Data provided →

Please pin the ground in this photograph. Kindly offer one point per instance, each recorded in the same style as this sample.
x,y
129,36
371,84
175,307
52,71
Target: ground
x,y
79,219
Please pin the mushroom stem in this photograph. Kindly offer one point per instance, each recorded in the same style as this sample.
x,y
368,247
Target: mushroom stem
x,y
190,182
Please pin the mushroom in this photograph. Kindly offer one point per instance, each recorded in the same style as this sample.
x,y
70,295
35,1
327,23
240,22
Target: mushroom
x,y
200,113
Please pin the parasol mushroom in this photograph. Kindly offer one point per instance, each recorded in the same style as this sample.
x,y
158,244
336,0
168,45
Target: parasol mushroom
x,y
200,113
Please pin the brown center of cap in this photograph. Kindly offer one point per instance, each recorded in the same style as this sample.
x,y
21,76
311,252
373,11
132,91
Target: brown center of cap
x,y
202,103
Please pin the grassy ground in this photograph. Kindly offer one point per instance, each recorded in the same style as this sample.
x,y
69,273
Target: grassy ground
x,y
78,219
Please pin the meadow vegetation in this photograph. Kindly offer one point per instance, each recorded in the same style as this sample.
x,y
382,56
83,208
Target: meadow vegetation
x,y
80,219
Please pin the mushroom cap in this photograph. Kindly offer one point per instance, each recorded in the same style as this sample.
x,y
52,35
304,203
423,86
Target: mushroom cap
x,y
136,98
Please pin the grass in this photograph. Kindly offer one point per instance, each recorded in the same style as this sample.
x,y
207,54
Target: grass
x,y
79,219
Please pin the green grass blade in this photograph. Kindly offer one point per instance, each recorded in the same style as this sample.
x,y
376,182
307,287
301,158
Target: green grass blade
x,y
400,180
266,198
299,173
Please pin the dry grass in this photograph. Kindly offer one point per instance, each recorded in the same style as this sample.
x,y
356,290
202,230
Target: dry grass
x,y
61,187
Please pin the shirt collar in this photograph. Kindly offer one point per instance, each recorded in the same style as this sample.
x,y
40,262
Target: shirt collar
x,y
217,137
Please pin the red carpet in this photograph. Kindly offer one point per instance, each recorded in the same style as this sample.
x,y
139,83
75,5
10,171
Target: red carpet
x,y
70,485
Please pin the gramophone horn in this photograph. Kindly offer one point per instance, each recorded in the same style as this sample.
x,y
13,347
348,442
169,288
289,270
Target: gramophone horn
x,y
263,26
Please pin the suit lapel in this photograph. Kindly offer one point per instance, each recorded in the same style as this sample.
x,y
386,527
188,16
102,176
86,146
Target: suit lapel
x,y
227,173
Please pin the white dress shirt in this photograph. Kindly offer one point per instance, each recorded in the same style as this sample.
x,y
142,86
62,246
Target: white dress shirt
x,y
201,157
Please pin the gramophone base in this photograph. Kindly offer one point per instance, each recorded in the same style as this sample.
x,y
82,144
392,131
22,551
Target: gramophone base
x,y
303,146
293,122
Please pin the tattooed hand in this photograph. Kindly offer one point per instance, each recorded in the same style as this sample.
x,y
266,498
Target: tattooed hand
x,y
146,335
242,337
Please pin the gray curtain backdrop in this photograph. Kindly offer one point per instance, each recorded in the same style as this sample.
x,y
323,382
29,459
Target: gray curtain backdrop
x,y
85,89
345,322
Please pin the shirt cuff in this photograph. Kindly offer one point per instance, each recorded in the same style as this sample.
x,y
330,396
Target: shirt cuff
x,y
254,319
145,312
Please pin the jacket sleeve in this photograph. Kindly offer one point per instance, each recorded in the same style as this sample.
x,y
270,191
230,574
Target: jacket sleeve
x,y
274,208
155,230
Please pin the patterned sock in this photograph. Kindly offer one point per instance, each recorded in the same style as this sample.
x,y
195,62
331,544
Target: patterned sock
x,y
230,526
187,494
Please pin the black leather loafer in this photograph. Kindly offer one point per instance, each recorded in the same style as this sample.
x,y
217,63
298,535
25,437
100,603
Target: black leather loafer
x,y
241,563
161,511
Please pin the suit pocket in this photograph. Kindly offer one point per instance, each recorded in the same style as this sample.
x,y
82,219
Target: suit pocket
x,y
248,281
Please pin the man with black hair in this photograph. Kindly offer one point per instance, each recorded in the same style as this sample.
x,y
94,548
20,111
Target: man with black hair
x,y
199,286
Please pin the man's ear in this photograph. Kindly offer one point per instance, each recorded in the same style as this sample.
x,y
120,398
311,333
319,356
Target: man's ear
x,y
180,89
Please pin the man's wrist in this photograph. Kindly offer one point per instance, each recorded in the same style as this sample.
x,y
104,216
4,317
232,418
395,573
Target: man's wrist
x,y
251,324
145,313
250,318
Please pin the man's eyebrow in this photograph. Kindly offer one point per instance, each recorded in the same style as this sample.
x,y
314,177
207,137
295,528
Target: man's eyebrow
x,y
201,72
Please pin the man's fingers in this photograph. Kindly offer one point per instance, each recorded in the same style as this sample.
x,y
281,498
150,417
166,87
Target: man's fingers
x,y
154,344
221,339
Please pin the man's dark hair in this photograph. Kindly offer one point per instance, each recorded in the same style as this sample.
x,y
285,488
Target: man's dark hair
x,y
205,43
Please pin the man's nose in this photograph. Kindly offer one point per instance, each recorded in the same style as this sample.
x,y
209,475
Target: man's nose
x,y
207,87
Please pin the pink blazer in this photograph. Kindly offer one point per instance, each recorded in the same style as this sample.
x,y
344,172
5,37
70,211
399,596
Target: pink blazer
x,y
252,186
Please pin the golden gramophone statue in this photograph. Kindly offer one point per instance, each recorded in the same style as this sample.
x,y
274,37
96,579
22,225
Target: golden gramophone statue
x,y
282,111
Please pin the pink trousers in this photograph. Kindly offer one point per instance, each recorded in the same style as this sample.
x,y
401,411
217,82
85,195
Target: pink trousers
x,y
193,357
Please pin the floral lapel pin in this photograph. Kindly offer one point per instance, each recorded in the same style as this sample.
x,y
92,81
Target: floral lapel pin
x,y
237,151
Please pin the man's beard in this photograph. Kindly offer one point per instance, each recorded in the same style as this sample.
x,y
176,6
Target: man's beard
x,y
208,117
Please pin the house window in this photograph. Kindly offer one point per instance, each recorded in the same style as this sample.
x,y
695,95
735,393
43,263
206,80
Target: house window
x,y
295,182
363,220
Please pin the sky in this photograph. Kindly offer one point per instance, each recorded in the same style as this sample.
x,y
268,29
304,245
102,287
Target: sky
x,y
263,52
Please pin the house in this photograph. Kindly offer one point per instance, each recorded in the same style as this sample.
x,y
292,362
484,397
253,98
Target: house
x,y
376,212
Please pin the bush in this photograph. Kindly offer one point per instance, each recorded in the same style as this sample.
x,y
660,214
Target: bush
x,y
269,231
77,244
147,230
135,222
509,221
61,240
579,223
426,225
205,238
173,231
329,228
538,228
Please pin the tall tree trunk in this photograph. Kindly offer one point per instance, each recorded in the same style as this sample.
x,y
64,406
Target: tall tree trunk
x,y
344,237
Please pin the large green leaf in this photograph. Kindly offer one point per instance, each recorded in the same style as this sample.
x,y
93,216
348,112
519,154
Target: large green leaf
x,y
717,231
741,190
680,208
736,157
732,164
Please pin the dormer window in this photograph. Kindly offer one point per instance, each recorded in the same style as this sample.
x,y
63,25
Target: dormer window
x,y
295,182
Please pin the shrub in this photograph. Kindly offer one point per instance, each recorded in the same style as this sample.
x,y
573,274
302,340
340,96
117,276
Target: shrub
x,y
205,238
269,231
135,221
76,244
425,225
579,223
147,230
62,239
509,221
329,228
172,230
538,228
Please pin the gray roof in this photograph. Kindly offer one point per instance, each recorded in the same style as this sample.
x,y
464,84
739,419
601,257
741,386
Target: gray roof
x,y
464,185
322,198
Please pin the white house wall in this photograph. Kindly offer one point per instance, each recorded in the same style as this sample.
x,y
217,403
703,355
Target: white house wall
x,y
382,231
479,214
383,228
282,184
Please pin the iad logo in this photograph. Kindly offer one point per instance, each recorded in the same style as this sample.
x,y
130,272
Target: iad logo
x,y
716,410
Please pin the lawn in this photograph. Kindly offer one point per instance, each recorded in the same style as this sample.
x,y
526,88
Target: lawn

What the task asks → Return all lines from the entries that contain the string "lawn".

Exercise answer →
Please pin the lawn in this photograph. Kindly offer one point per instance, each recorded in the same style as this sample.
Target: lawn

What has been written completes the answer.